• Aim: Please copy the lines below verbatim, starting with the line that contains "Would you be able to determine the whereabouts of the flower" and going on through the line that contains "[400,179,534,226]".

• Stored entries:
_ _ _

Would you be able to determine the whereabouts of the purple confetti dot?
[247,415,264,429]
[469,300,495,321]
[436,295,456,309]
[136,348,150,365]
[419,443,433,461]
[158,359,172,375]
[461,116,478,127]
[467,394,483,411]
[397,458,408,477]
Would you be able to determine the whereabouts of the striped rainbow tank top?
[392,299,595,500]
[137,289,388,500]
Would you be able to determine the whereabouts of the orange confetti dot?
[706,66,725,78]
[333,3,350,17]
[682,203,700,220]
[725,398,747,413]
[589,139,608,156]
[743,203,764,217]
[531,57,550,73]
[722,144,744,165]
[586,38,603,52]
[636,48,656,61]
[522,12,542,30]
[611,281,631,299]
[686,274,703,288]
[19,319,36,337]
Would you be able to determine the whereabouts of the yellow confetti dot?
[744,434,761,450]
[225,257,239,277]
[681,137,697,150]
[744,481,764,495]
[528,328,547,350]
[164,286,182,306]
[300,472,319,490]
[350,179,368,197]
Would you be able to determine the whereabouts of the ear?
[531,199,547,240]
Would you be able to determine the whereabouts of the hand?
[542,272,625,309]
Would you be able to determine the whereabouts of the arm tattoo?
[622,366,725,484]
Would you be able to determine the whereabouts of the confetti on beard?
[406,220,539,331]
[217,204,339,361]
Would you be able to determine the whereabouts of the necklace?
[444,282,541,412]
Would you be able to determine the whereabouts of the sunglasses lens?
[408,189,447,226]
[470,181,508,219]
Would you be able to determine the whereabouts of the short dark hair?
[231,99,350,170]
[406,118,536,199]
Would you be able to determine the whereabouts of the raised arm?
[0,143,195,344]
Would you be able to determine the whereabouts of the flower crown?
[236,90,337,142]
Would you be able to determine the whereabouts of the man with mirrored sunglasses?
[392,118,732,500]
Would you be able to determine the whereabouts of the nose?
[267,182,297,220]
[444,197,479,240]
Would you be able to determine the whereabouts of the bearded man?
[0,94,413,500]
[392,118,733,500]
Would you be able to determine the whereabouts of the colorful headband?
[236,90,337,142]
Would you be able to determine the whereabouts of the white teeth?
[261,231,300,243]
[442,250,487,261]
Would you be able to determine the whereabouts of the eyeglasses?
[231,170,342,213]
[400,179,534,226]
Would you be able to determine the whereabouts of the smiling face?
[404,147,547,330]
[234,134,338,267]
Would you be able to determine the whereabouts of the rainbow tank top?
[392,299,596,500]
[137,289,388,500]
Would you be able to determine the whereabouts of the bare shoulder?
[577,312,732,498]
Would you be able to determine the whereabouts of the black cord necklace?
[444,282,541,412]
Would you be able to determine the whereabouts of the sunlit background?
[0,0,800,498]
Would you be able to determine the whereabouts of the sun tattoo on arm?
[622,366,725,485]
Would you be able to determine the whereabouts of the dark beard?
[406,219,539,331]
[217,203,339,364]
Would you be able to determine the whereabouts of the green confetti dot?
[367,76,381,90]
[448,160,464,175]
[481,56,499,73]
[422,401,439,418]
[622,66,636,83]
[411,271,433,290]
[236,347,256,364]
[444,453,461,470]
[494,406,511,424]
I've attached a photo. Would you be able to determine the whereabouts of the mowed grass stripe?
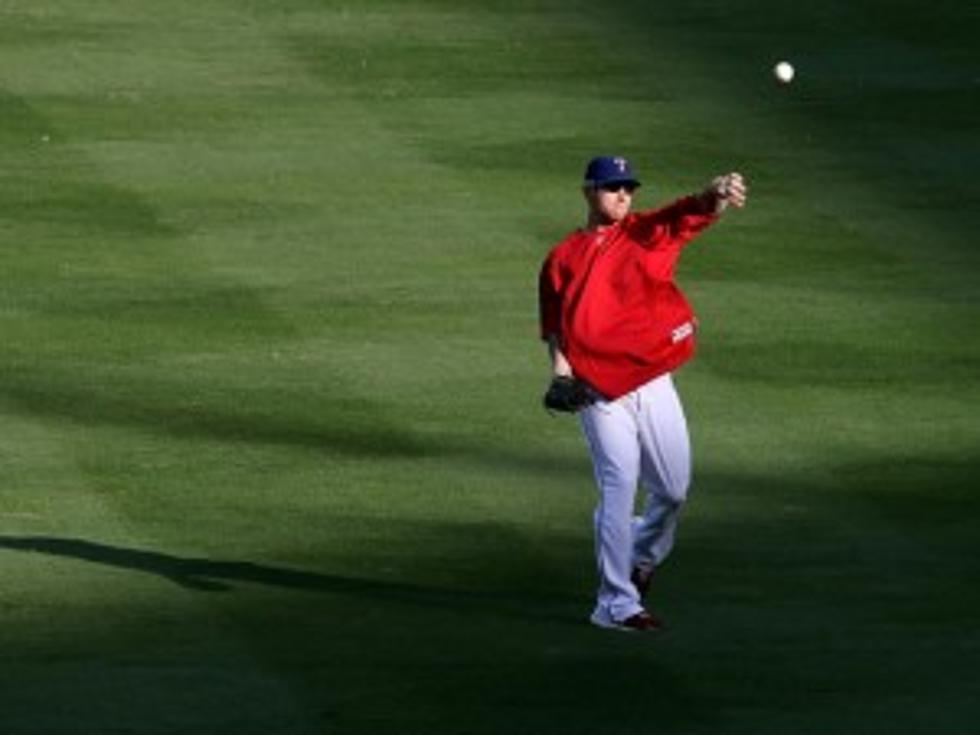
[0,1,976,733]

_ _ _

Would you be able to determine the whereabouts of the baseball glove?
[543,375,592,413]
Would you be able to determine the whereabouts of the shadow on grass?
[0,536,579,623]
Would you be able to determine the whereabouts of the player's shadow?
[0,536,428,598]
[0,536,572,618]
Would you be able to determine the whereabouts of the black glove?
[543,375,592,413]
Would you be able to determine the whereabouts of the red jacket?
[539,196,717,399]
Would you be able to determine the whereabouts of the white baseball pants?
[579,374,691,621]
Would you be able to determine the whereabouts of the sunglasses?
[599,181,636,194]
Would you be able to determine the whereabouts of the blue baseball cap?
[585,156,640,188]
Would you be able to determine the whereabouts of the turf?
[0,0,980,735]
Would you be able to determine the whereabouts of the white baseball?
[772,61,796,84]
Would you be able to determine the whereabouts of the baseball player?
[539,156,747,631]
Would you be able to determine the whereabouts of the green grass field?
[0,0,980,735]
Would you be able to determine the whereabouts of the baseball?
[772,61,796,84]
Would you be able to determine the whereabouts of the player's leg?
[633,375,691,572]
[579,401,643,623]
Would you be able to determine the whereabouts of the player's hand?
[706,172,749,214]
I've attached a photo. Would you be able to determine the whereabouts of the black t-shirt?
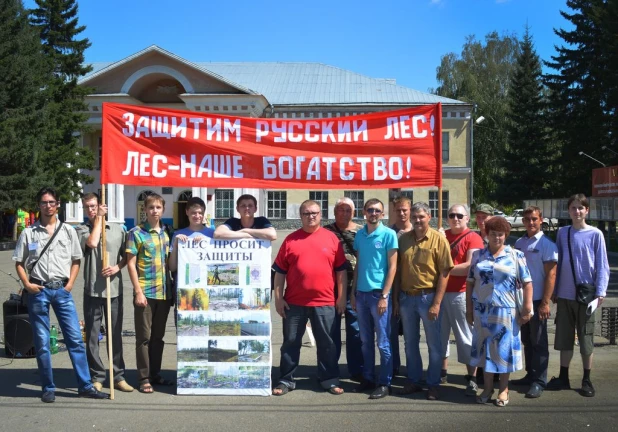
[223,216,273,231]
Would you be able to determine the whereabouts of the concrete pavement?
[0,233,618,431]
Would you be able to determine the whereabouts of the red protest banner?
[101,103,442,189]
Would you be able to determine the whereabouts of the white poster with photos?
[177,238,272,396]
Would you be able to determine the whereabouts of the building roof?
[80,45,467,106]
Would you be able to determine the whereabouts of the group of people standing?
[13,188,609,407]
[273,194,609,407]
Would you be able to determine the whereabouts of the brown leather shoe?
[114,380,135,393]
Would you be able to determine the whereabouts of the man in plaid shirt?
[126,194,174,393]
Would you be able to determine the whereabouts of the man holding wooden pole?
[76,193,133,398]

_ _ _

• Correct output:
Would you be able to determine the whereabouts of the flower crown?
[236,90,337,142]
Would you be able to determine the whereabouts of the man with mirrored sunglasses?
[392,118,732,500]
Would you be able to determine the whereabouts of the nose?
[267,182,297,220]
[444,197,479,240]
Would you be able to determine the whereabouts of the bearded man?
[0,94,413,500]
[392,118,733,500]
Would you be able to determine the whereabouts of the colorful headband?
[236,90,337,142]
Would you be able to determine the whereabouts of the white teeth?
[261,231,300,243]
[442,250,487,261]
Would you be able to determine the whereabouts of the eyeglasses?
[231,170,342,213]
[400,179,534,226]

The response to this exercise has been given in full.